··· Stored rows

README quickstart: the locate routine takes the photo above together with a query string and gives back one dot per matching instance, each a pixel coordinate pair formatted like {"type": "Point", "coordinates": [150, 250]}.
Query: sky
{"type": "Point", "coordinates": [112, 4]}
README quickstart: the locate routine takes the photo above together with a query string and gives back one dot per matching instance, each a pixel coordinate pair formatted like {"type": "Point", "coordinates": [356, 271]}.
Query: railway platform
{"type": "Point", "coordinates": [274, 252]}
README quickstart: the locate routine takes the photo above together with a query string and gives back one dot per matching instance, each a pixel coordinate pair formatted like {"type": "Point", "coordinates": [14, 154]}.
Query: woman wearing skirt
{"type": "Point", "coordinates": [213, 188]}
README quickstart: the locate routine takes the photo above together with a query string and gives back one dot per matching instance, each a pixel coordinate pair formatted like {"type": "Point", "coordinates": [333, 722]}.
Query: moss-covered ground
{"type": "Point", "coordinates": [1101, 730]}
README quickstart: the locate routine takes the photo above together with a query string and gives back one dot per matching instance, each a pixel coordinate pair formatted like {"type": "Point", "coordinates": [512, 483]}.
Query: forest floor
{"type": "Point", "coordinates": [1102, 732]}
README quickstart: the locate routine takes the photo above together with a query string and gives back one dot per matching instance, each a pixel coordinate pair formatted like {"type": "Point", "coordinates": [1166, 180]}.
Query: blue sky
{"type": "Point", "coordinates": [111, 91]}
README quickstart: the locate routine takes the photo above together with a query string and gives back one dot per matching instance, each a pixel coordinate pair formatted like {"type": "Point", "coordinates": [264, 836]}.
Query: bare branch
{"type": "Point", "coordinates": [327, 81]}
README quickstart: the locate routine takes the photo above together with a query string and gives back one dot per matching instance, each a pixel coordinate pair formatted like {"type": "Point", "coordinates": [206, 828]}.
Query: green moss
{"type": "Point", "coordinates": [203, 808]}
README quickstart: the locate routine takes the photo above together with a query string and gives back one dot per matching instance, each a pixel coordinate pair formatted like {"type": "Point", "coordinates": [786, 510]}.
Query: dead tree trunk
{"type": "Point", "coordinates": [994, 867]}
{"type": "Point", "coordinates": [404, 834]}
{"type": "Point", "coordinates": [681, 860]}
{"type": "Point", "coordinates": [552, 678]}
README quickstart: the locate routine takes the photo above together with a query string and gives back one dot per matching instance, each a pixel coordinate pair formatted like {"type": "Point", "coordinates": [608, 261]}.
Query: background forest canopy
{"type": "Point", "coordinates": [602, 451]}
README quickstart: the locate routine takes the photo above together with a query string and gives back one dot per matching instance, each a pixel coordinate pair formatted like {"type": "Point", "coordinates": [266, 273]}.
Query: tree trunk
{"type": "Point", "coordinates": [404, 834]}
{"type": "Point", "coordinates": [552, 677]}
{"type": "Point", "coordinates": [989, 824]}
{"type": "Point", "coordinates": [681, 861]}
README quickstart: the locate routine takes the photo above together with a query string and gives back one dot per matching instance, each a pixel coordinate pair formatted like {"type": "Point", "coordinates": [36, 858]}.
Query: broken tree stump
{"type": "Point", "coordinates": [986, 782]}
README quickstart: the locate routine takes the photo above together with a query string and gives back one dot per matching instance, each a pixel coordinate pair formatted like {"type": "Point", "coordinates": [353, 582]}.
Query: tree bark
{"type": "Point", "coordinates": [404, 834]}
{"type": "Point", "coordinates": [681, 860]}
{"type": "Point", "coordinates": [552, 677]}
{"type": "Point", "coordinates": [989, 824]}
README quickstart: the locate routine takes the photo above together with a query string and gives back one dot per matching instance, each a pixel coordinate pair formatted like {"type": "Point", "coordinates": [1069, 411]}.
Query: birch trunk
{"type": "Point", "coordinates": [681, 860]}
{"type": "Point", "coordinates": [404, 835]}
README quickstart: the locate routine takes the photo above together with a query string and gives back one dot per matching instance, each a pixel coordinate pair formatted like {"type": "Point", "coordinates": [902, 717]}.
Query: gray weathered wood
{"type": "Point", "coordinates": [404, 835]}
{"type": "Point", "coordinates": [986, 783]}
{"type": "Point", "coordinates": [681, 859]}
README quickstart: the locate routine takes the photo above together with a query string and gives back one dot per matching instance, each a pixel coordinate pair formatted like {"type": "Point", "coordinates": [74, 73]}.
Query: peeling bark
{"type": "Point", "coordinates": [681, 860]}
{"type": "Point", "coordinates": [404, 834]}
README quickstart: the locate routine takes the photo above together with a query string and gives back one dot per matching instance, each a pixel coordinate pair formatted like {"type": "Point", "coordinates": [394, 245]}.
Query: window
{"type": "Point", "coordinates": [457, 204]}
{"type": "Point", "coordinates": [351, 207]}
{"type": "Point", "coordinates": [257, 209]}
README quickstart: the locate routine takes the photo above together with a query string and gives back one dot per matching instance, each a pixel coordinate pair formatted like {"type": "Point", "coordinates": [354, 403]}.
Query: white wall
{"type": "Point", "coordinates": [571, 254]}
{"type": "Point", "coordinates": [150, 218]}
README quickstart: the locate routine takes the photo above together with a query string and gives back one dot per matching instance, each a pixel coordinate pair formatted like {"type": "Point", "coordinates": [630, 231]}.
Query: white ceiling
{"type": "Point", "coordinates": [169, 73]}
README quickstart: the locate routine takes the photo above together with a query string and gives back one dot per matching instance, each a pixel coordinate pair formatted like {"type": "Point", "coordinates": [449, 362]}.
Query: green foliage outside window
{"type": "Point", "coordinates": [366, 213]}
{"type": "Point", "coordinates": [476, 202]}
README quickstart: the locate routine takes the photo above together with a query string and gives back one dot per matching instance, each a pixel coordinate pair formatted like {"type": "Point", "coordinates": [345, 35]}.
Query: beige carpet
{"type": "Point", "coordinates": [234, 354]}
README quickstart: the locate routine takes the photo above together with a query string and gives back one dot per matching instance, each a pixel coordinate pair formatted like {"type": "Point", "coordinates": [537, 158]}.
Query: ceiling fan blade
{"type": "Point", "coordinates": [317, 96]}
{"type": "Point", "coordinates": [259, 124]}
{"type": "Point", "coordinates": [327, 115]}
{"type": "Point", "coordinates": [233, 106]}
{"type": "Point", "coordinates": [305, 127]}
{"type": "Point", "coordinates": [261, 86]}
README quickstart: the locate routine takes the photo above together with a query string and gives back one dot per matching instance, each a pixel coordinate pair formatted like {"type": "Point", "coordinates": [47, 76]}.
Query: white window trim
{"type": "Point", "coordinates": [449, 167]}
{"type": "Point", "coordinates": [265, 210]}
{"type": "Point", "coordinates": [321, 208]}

······

Pull out every line in the rows above that contains the word "white", and copy each one in full.

Query: white wall
Query: white ceiling
Query: white window trim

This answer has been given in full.